▶ [PASSAGE TO READ]:
::::::

Open a PyTables (or generic HDF5) file and returns a File object.
Get version information about a C library.
If the library indicated by name is available, this function returns a 3-tuple containing the major library version as an integer, its full version as a string, and the version date as a string. If the library is not available, None is returned.
The currently supported library names are hdf5, zlib, lzo, ucl and bzip2. If another name is given, a ValueError is raised.
An instance of this class is returned when a PyTables file is opened with the openFile() function. It offers methods to manipulate (create, rename, delete...) nodes and handle their attributes, as well as methods to traverse the object tree. The user entry point to the object tree attached to the HDF5 file is represented in the rootUEP attribute. Other attributes are available.
File objects support an Undo/Redo mechanism which can be enabled with the enableUndo() method. Once the Undo/Redo mechanism is enabled, explicit marks (with an optional unique name) can be set on the state of the database using the mark() method. There are two implicit marks which are always available: the initial mark (0) and the final mark (-1). Both the identifier of a mark and its name can be used in undo and redo operations.
Hierarchy manipulation operations (node creation, movement and removal) and attribute handling operations (setting and deleting) made after a mark can be undone by using the undo() method, which returns the database to the state of a past mark. If undo() is not followed by operations that modify the hierarchy or attributes, the redo() method can be used to return the database to the state of a future mark. Else, future states of the database are forgotten.

::::::

▶ [MATERIAL]:
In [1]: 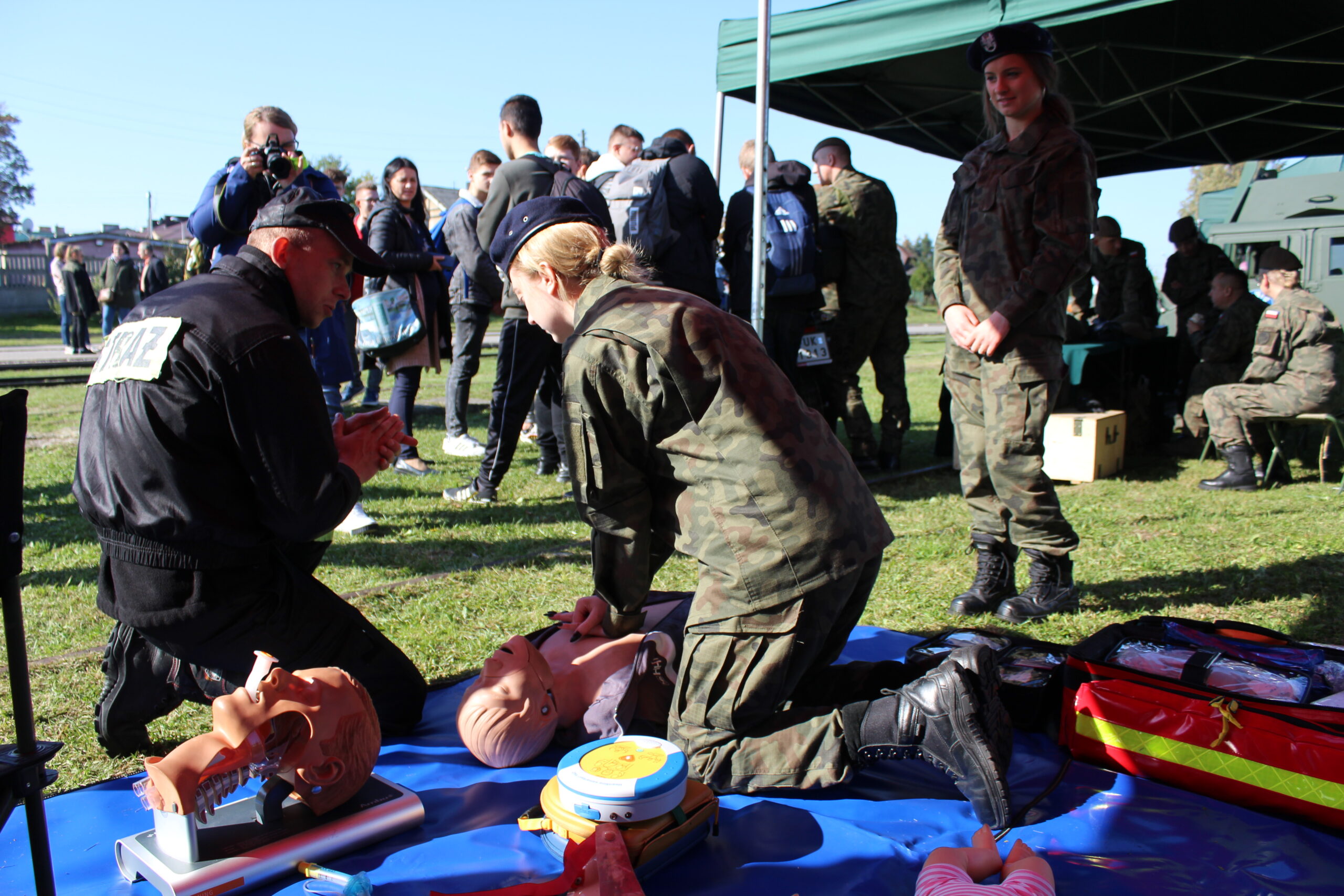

::::::

▶ [WRITTEN EXERCISE 1]: From the PyTables passage, quote the words from "An instance of" up to and including "attributes are available.".
▶ [WRITTEN EXERCISE 2]:
Answer these questions from the PyTables passage:
(a) Which library names does it list as currently supported?
(b) Which method enables the Undo/Redo mechanism on File objects?
(c) What are the two implicit marks that are always available?

▶ [CORRECT OUTPUT 1]:
An instance of this class is returned when a PyTables file is opened with the openFile() function. It offers methods to manipulate (create, rename, delete...) nodes and handle their attributes, as well as methods to traverse the object tree. The user entry point to the object tree attached to the HDF5 file is represented in the rootUEP attribute. Other attributes are available.

▶ [CORRECT OUTPUT 2]:
(a) hdf5, zlib, lzo, ucl and bzip2
(b) enableUndo()
(c) The initial mark (0) and the final mark (-1)